**Exercise description**
Each line with the string "lamp" is to be copied from the records below.

**Supplied material**
————

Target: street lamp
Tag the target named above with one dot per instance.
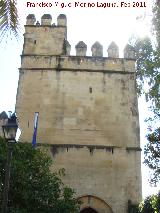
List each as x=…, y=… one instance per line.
x=9, y=131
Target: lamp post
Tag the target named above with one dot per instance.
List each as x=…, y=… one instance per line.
x=9, y=131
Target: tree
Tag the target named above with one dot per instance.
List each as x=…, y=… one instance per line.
x=152, y=155
x=151, y=204
x=9, y=20
x=33, y=187
x=148, y=83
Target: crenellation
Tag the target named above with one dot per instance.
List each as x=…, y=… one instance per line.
x=62, y=20
x=129, y=52
x=113, y=50
x=97, y=49
x=46, y=19
x=81, y=49
x=31, y=19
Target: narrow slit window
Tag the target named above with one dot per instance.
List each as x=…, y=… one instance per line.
x=90, y=89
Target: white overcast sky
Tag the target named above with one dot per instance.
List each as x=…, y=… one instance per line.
x=87, y=24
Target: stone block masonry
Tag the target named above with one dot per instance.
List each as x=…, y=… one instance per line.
x=88, y=113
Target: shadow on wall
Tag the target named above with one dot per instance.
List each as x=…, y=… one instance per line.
x=93, y=204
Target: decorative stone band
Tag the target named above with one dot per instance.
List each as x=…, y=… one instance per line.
x=77, y=63
x=81, y=47
x=55, y=148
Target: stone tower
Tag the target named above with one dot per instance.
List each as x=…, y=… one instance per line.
x=88, y=114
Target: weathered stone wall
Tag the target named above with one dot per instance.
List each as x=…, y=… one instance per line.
x=88, y=113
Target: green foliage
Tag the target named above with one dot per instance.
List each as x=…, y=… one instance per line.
x=151, y=204
x=148, y=83
x=148, y=73
x=152, y=155
x=33, y=187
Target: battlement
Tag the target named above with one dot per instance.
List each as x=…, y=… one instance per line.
x=51, y=39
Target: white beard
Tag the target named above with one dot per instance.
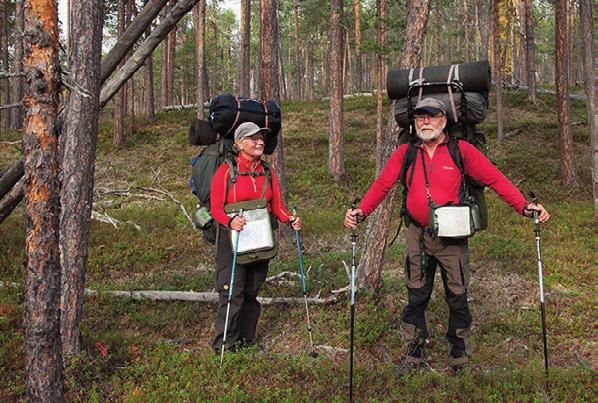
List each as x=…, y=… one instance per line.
x=429, y=136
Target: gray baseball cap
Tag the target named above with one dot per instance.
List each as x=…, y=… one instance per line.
x=249, y=129
x=430, y=105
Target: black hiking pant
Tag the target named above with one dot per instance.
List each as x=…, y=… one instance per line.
x=451, y=255
x=244, y=308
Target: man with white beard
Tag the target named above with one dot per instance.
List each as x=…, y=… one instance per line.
x=435, y=180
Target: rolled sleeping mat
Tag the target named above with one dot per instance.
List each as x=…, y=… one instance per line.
x=228, y=111
x=201, y=133
x=475, y=77
x=476, y=108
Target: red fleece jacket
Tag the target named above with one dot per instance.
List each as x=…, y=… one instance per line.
x=444, y=178
x=246, y=187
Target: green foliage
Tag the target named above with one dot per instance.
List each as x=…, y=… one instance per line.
x=158, y=351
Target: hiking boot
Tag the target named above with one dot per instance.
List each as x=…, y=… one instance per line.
x=408, y=368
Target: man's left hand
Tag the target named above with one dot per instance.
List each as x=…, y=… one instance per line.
x=543, y=215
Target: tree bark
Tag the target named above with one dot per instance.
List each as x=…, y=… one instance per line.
x=4, y=83
x=244, y=47
x=382, y=13
x=200, y=62
x=12, y=199
x=530, y=52
x=17, y=113
x=587, y=50
x=149, y=72
x=145, y=49
x=119, y=101
x=164, y=66
x=78, y=152
x=498, y=77
x=358, y=81
x=40, y=142
x=11, y=177
x=270, y=81
x=568, y=166
x=370, y=266
x=129, y=37
x=171, y=61
x=336, y=147
x=467, y=30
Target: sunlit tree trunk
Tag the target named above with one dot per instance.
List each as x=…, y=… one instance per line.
x=370, y=266
x=119, y=100
x=40, y=147
x=244, y=47
x=149, y=80
x=4, y=83
x=568, y=166
x=77, y=153
x=199, y=12
x=498, y=76
x=271, y=81
x=587, y=50
x=336, y=148
x=382, y=14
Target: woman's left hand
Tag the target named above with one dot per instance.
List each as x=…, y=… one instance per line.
x=295, y=223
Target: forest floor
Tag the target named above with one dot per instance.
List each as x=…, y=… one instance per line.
x=159, y=351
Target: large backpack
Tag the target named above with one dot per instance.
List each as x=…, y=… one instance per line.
x=467, y=109
x=203, y=167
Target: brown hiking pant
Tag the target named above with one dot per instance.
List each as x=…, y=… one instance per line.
x=244, y=309
x=453, y=258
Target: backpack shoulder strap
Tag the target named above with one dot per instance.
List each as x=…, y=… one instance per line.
x=408, y=160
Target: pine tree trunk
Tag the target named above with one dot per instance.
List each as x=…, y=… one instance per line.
x=144, y=50
x=171, y=61
x=131, y=13
x=358, y=79
x=17, y=113
x=382, y=15
x=336, y=148
x=199, y=12
x=370, y=266
x=77, y=153
x=119, y=101
x=587, y=50
x=4, y=83
x=164, y=66
x=530, y=52
x=148, y=78
x=271, y=82
x=568, y=166
x=467, y=30
x=40, y=145
x=498, y=77
x=244, y=47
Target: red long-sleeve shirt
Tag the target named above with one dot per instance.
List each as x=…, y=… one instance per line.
x=246, y=187
x=444, y=178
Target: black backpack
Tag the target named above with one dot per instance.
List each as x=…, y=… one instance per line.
x=203, y=167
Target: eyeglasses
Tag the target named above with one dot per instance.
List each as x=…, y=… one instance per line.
x=419, y=116
x=255, y=138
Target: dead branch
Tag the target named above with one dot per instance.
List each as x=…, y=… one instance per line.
x=212, y=297
x=513, y=133
x=8, y=74
x=281, y=276
x=105, y=218
x=12, y=106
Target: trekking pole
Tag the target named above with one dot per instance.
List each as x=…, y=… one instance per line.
x=230, y=289
x=540, y=278
x=353, y=254
x=300, y=258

————

**Task solution**
Target: street lamp
Target: lamp post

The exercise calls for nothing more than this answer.